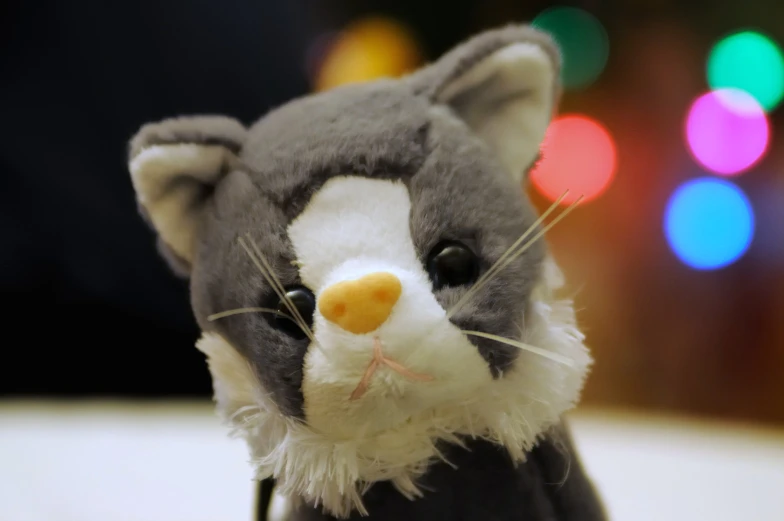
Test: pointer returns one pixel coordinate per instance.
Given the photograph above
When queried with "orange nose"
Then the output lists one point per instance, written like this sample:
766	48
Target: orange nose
┄┄┄┄┄┄
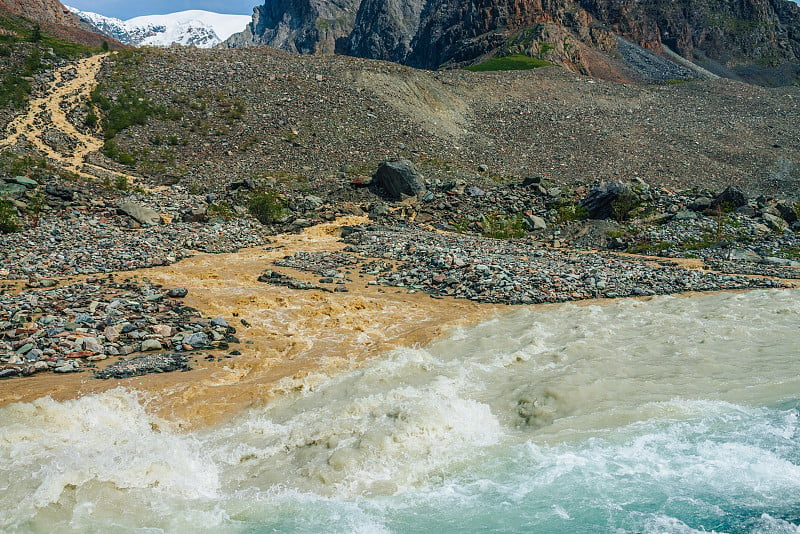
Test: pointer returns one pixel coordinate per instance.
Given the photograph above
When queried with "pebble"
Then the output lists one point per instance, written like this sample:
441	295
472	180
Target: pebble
┄┄┄┄┄┄
[EXERCISE]
Wherever a line in the entries above holds "When", copy that line.

[EXPECTED OUTPUT]
When queried with "orange nose"
When queried with "pebble"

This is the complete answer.